### Exercise goal
Please revise the items between the line holding "Point to the balcony" and the line holding "[(75, 297)]", inclusive, by replacing "electrical outlet" with "wall socket" and leaving everything else unchanged. Return only those lines.

Named-object pointing items

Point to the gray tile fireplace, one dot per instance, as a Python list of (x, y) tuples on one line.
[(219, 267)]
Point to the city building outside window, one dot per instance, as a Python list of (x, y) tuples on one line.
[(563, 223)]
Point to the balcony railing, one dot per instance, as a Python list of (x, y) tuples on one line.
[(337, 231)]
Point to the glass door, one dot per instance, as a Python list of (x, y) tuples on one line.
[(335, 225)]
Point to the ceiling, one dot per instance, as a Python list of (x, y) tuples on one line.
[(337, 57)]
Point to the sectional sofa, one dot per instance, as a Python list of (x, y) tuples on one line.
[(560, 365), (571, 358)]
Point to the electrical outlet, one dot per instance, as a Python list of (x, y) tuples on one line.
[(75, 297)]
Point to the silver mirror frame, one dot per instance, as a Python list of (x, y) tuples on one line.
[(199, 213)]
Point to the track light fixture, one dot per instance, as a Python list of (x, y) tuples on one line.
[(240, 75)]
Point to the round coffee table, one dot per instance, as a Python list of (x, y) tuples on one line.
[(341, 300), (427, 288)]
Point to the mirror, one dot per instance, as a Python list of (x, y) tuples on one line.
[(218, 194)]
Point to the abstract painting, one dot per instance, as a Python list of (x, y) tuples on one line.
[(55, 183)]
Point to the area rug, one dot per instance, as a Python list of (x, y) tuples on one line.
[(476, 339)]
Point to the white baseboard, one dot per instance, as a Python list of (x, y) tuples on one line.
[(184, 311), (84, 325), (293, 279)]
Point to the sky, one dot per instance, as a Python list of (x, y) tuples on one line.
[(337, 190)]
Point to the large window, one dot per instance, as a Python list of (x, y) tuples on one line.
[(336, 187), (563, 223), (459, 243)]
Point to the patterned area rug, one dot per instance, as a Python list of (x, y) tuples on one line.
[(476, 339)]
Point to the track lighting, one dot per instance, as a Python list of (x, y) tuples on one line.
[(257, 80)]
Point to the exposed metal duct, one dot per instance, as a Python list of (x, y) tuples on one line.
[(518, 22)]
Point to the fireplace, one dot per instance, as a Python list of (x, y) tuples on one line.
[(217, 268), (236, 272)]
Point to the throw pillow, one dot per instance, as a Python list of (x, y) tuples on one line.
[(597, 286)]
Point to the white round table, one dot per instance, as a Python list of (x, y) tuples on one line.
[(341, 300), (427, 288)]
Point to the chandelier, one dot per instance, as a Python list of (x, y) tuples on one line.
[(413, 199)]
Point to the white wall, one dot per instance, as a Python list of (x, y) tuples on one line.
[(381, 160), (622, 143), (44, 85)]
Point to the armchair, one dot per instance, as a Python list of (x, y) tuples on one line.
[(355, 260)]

### Full response
Point to the balcony railing, one dot per instance, as a Python list of (x, y) tuples on one line.
[(337, 231)]
Point to the glass door, one dot per instance, as a Python list of (x, y) tuples on one line.
[(335, 225)]
Point to the ceiling, one dot per instance, as a Python list of (x, y) tuples on one line.
[(337, 57)]
Point to the sectional sofa, one dot per instance, as a Python list of (x, y) tuples on one line.
[(560, 365), (571, 358)]
Point to the wall socket, one dot per instance, as a Python list of (x, y) tuples on one line.
[(75, 297)]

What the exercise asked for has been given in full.